▶ [Supplied passage]:
During your baby’s first year, you’ll notice rapid changes in his social and emotional development. While newborns often communicate through crying, older babies may cry, move their arms and legs, gesture to desired objects, smile, mimic sounds, and even say simple words, such as “mama” or “da da,” to get your attention.

From Birth to 3 Months

When you first bring your newborn baby home from the hospital, crying is her main communicative tool. Obvious crying cues include hunger, fatigue, pain or a wet diaper, but your baby may also cry when she wants to be held, has excess energy to burn or feels overstimulated by her environment. Over time, you’ll learn to better distinguish her cries, as most babies’ cries vary in pitch and length depending on need, according to the Center on the Social and Emotional Foundations for Early Learning at Vanderbilt University.

3 to 7 Months

According to the American Academy of Pediatrics (AAP), by the time your baby is 3 months old, she’ll begin smiling, become more expressive during play and start recognizing family members. At 4 months old, the AAP explains she’ll likely start babbling and making sounds based on syllables and language rhythms. By 6 to 7 months, she’ll begin actively trying to imitate words, an early precursor to talking.

To help facilitate language and social development, talk back to her when she is babbling, read her stories and repeat simple, one-syllable words that will be easy for her to learn.

8 Months to 1 Year

Many parents begin preparing themselves to hear their baby’s precious first words as the first year comes to a close, but it’s important to remember that all children develop at their own pace. If your baby hasn’t spoken his first word by his birthday, you shouldn’t be concerned as long as he’s making progress toward speaking, which the AAP defines as experimenting with sounds that vary in pitch, intensity and quality.

▶ [Your tasks]:
a) In the passage on babies' first-year communication, at what age does the AAP say a baby will likely start babbling?
b) Decide whether each statement agrees with the passage on babies' first-year communication, and quote the words that settle it: (i) Crying is a newborn's main way of communicating. (ii) By 3 months, a baby begins actively trying to imitate words. (iii) Parents should be concerned if their baby has not spoken a first word by the first birthday.
c) Continue the passage on babies' first-year communication after its final sentence.

Segmentation mask data
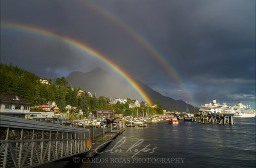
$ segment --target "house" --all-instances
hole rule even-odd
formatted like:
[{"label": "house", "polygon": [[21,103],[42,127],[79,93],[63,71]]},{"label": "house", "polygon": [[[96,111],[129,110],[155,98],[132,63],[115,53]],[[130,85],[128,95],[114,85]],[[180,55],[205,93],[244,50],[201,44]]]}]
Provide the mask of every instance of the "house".
[{"label": "house", "polygon": [[26,114],[31,114],[30,106],[35,105],[17,94],[0,94],[0,114],[18,118],[25,118]]},{"label": "house", "polygon": [[153,108],[157,108],[157,105],[151,105],[151,107]]},{"label": "house", "polygon": [[72,106],[71,106],[70,105],[67,105],[66,107],[65,107],[65,109],[66,110],[69,109],[69,110],[71,110],[72,108]]},{"label": "house", "polygon": [[40,82],[40,83],[43,84],[48,84],[49,83],[49,81],[47,80],[44,78],[40,79],[40,80],[39,80],[39,82]]},{"label": "house", "polygon": [[51,108],[53,107],[57,106],[57,105],[55,102],[48,102],[47,104],[50,105],[50,108]]},{"label": "house", "polygon": [[141,102],[140,102],[140,105],[141,107],[149,107],[148,105],[148,103],[147,103],[147,102],[145,102],[145,101],[143,101]]},{"label": "house", "polygon": [[114,115],[114,111],[111,110],[92,110],[92,113],[96,116],[105,116],[111,117]]},{"label": "house", "polygon": [[132,100],[131,101],[130,104],[129,104],[129,107],[130,108],[136,107],[140,107],[139,101],[137,100]]},{"label": "house", "polygon": [[28,119],[32,119],[38,121],[44,121],[45,120],[52,119],[54,117],[53,112],[38,112],[37,114],[29,115]]},{"label": "house", "polygon": [[61,110],[57,106],[52,107],[51,108],[51,111],[54,112],[55,113],[61,112]]},{"label": "house", "polygon": [[74,110],[73,113],[79,115],[83,115],[84,114],[84,113],[83,112],[82,110],[79,110],[78,109]]},{"label": "house", "polygon": [[84,92],[84,91],[82,91],[81,90],[79,90],[79,91],[78,91],[78,94],[77,94],[77,96],[81,96],[82,94]]},{"label": "house", "polygon": [[51,107],[50,107],[50,105],[47,104],[42,104],[41,105],[40,105],[38,106],[38,107],[41,109],[44,110],[45,110],[47,111],[51,111]]},{"label": "house", "polygon": [[88,97],[93,97],[92,94],[90,93],[90,92],[89,92],[89,91],[87,92],[87,94],[88,94]]},{"label": "house", "polygon": [[127,99],[120,99],[119,98],[111,98],[108,99],[109,104],[116,104],[117,102],[119,101],[121,104],[125,104],[127,102]]}]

▶ [List of answers]:
a) At 4 months old.

b)
(i) Yes: "crying is her main communicative tool"
(ii) No: "By 6 to 7 months, she’ll begin actively trying to imitate words"
(iii) No: "you shouldn’t be concerned as long as he’s making progress toward speaking"

c)
Baby Wellness Visits: What Should You Expect?

Throughout their first year, babies see their pediatrician every few months for routine checkups. These visits not only allow doctors to administer vaccines and track growth and development, but also give new parents a much-needed opportunity to ask questions and voice concerns.

According to the Nemours Foundation, things to expect during your child’s well-baby visits include:

  • A physical exam—Your child’s pediatrician will weigh your baby, measure his length and head circumference, listen to his heartbeat, and check for age-appropriate reflexes, growth, and normal hearing and vision.
  • An overview of the social and physical developmental skills your baby should be mastering depending on her age
  • A review of your child’s sleeping and feeding patterns
  • Vaccinations, as needed

Did You Know?

> The next time you talk to your baby or to a friend’s child, be mindful of your speech. Did your voice rise in pitch? Babies prefer their mother’s higher voices—a fact most adults unconsciously understand and account for when interacting with little ones.


> According to the Nemours Foundation, most newborns experience a predictable period of fussiness every day, usually between the early evening hours and midnight. While frustrating, this is normal and is not reflective of poor parenting.


> The AAP recommends parents begin reading to their children during early infancy.